● **EXTRACTED MATERIAL**
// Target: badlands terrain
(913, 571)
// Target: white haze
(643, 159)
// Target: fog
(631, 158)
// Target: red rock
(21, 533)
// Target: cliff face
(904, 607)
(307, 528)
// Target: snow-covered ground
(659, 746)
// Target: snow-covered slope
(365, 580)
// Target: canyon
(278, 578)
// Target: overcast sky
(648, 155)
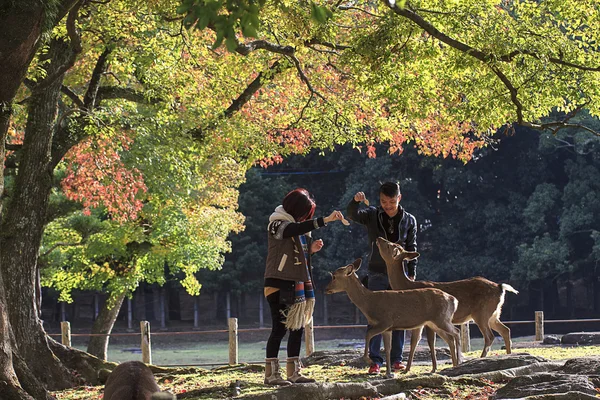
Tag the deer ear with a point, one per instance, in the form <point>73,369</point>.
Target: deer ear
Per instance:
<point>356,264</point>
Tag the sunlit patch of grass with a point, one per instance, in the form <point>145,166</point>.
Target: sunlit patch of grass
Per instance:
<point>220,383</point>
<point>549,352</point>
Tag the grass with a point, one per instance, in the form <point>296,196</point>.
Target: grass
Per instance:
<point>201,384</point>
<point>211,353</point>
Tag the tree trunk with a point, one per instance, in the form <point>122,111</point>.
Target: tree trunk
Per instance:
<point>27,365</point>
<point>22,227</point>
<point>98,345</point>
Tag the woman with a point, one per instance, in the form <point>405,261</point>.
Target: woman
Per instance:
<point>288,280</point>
--
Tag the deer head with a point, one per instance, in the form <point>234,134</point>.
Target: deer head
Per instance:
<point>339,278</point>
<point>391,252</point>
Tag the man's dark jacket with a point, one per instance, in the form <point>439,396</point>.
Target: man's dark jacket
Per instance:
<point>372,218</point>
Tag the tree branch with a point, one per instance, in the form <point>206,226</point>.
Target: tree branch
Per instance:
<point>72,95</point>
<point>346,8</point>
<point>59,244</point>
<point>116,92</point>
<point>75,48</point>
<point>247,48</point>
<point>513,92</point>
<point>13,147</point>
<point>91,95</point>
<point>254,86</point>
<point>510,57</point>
--
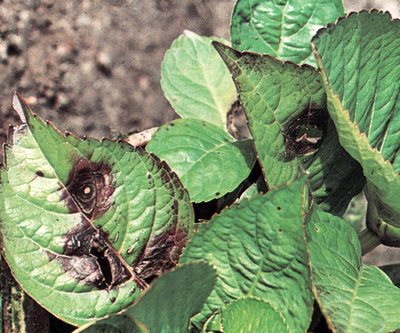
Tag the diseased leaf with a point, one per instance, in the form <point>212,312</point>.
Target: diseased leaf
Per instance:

● **TO DO**
Copy the records starting at the line with "Tag the tree branch" and ending at the line with "<point>510,57</point>", changing "tree branch" to "tree limb" and leaving everything else as it is.

● **TASK OUTPUT**
Tag the tree limb with a point, one per instance, in the form <point>206,226</point>.
Target: tree limb
Per instance:
<point>72,95</point>
<point>346,8</point>
<point>59,244</point>
<point>116,92</point>
<point>75,48</point>
<point>247,48</point>
<point>513,92</point>
<point>13,147</point>
<point>91,95</point>
<point>254,86</point>
<point>510,57</point>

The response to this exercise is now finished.